_EXERCISE OBJECTIVE_
All of the data should be copied exactly, with the pictures left out.

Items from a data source

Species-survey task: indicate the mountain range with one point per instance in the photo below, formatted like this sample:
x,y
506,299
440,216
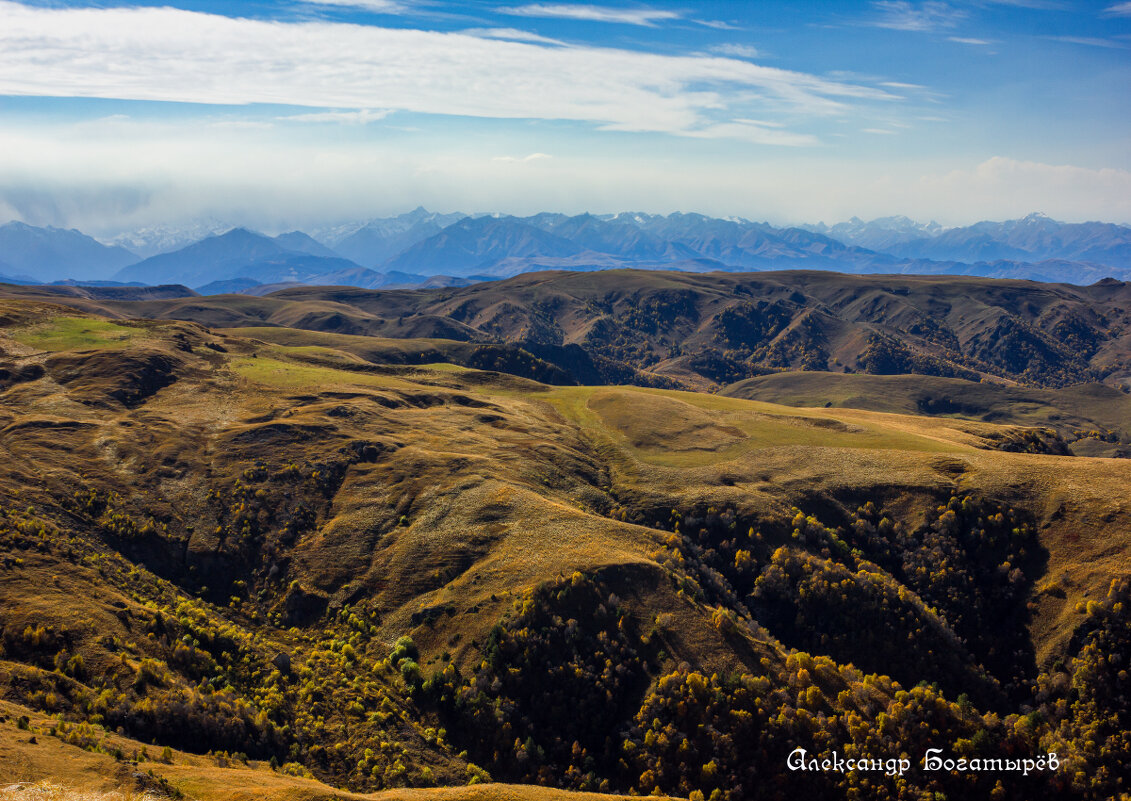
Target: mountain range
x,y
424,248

_ANSWER TO THIS PROBLEM_
Species-survey task: indicate the mountain range with one point per instance in the photo below, formatted like this sample:
x,y
506,299
440,216
Target: mountain range
x,y
424,248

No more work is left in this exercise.